▶ Instructions:
1. Answer these questions from the passage on Ahab and the Enderby.
(a) What does Ahab say he would strike if it insulted him?
(b) In the quotation from "White-Jacket," what alone is beyond the captain's jurisdiction?
(c) What words does the boatless and disarmed English captain say?
2. Decide whether each statement agrees with the passage on Ahab and the Enderby. Answer yes or no, and quote the words that decide it.
(a) The quotation from "White-Jacket" calls a ship a limited monarchy.
(b) Ahab commanded a naval vessel.
(c) Ahab, like the captain of the Enderby, lost a limb to the white whale.
3. Reproduce word for word the part of the passage on Ahab and the Enderby that runs from "A strictly historical" down to "of its pursuit.".

▶ Text block:
%%

This association of the "blinding sun" to the trappings of monarchical splendour is, as an excuse, unlikely to cut much ice with the American captain. Ahab's defiant rhetoric in answer to Starbuck's direct charge on the quarter-deck had included the order: "Talk not to me of blasphemy, man; I'd strike the sun if it insulted me." Indeed, that putting at stake the Copernican heliocentric order was very much a part of American naval tradition, and could never have occurred within England, had been made clear by "White-Jacket:"
... a ship is a bit of terra firma cut off from the main, it is a state in itself; and the captain is its king. It is no limited monarchy, where the sturdy Commons have a right to petition, and snarl if they please; but almost a despotism, like the Grand Turk's. The captain's word is law; he never speaks but in the imperative mood. When he stands on his quarter-deck at sea, he absolutely commands as far as eye can reach. Only the moon and stars are beyond his jurisdiction. He is lord and master of the sun. It is not twelve o'clock till he says so.
When even the clocks cannot strike without the captain's say-so, how could they find time to face up to him and consider mutiny? On the other hand, for all Ahab's defiant rhetoric and usurped power, he was captain not of a naval but of a whaling vessel. He too was mortal and, like the captain of the Enderby, had had a limb bitten off by the white whale to prove it. He listens somewhat impatiently to the English crew's account of their conflict, displaying a blend of interest and discomfort perhaps to be explained by deeper historical resonances associated with Melville's own genealogy.

The success of the hereditary monarch's ("Enderby & Sons ... not far behind the united royal houses of the Tudors and Bourbons") naval reinforcement of the colonies in 1775 is history, a discipline in which the "poor whaleman" dabbled: "The abounding good cheer of these English whalers is matter for historical research. Nor have I been at all sparing of historical whale research, when it has seemed needed." From the somewhat confused narrative of the excited English captain's "yarn", and from Ishmael's contorted historiography, the choice of "all crown-jewels" is, then, highly significant. The shining monarchical metonym is chosen by a captain whose attempt to grasp hold of Moby Dick had ended in failure and loss. As, for the English crown, it was to have been no more taxation without representation, so, for the English captain, boatless and disarmed, it was now "No more White Whales for me"

A strictly historical interpretation of this symbolism would therefore suggest that those readers brave enough to seek a "meaning" in the white whale may find it somewhere within the rhetorical creed of the revolutionary era of the American Republic. Since, like the English captain, Ahab has also lost a limb to Moby Dick it would follow that he too had lost an argument with the Republic. Given that Ahab was a citizen of that Republic it is perhaps hardly surprising that the Enderby gam" produced such little mutual understanding of the nature of the leviathan, even less agreement regarding the desirability of its pursuit.

%%

▶ Given information:
%%

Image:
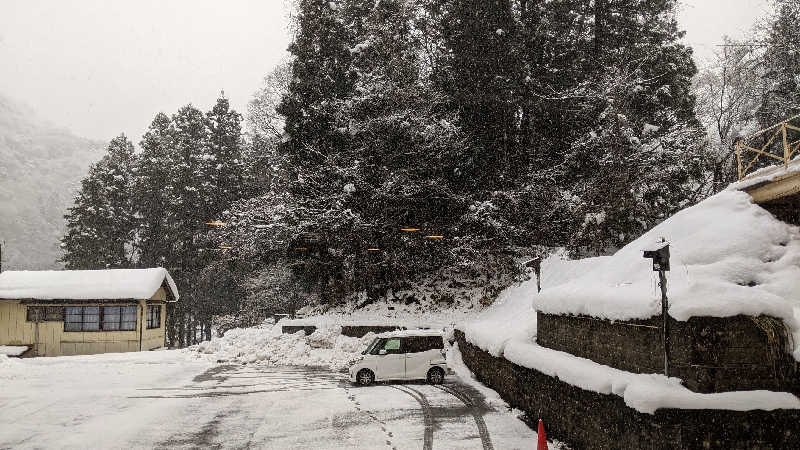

%%

▶ Expected responses:
1.
(a) The sun.
(b) The moon and stars.
(c) "No more White Whales for me"

2.
(a) No: "It is no limited monarchy, where the sturdy Commons have a right to petition, and snarl if they please; but almost a despotism, like the Grand Turk's."
(b) No: "he was captain not of a naval but of a whaling vessel."
(c) Yes: "He too was mortal and, like the captain of the Enderby, had had a limb bitten off by the white whale to prove it."

3.
A strictly historical interpretation of this symbolism would therefore suggest that those readers brave enough to seek a "meaning" in the white whale may find it somewhere within the rhetorical creed of the revolutionary era of the American Republic. Since, like the English captain, Ahab has also lost a limb to Moby Dick it would follow that he too had lost an argument with the Republic. Given that Ahab was a citizen of that Republic it is perhaps hardly surprising that the Enderby gam" produced such little mutual understanding of the nature of the leviathan, even less agreement regarding the desirability of its pursuit.